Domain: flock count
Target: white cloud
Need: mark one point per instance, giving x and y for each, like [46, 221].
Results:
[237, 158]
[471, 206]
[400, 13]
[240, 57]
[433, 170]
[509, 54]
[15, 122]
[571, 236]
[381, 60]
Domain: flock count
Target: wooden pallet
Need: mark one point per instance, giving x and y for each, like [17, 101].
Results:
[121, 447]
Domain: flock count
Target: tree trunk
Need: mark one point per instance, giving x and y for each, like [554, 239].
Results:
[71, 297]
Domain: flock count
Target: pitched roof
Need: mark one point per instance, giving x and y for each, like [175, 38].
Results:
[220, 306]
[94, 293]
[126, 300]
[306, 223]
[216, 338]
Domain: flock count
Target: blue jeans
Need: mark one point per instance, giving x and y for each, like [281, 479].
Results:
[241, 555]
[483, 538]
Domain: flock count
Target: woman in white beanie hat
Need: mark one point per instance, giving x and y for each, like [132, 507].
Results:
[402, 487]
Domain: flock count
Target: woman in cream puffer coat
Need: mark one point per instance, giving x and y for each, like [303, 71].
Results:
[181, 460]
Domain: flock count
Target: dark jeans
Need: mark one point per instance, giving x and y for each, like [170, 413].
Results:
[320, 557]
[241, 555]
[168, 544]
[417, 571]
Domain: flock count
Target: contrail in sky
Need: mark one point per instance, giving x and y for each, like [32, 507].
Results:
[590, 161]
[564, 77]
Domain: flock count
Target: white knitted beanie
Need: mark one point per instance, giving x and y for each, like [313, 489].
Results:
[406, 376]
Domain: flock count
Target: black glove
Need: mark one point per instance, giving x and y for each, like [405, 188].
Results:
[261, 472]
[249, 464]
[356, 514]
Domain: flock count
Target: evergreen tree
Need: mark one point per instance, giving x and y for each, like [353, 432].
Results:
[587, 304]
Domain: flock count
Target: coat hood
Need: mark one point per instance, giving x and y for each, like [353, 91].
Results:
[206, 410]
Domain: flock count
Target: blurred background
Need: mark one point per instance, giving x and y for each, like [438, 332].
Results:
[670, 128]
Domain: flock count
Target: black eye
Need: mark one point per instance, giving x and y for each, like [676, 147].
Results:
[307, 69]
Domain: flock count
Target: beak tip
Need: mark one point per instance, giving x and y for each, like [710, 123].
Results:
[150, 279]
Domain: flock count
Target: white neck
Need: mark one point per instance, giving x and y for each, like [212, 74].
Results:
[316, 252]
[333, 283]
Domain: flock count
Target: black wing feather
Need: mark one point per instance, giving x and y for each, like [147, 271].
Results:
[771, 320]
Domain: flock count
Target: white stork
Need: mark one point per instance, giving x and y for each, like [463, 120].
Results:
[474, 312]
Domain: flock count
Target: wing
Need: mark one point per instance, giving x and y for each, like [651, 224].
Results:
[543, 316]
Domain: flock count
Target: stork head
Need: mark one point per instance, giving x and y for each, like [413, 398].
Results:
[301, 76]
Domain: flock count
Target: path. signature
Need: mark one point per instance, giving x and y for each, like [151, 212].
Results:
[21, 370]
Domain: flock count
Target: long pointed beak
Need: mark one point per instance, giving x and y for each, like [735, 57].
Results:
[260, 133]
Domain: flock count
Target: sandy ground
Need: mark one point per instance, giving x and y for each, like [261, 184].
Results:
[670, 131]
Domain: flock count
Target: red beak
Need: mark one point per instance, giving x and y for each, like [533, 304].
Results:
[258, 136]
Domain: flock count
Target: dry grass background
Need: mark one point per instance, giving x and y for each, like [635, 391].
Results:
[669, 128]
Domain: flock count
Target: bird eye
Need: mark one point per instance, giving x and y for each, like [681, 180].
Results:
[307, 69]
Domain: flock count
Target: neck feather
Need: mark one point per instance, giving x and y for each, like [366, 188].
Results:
....................
Each line from the one containing "Target: long pointed beak" through the end of the entries, both included, is to be returned exactly, with no other lines.

Target: long pointed beak
Need: mark one point per instance, giving x and y for each, like [735, 57].
Results:
[260, 133]
Domain: flock count
Target: sandy ground
Need: mark one point per instance, giving x and y for each, like [261, 184].
Results:
[670, 131]
Domain: flock count
Target: red beak
Need: mark one point per instance, giving x and y for each, like [533, 304].
Results:
[258, 136]
Domain: flock count
Target: dry grass background
Need: mark one point per instance, giving x and y for each, like [635, 391].
Results:
[669, 128]
Domain: flock count
Target: bird eye
Need: mark one point per instance, giving x and y for each, like [681, 180].
Results:
[307, 69]
Domain: flock count
Target: neck feather
Need: mark one point per instance, giving x and y for each, like [366, 188].
Results:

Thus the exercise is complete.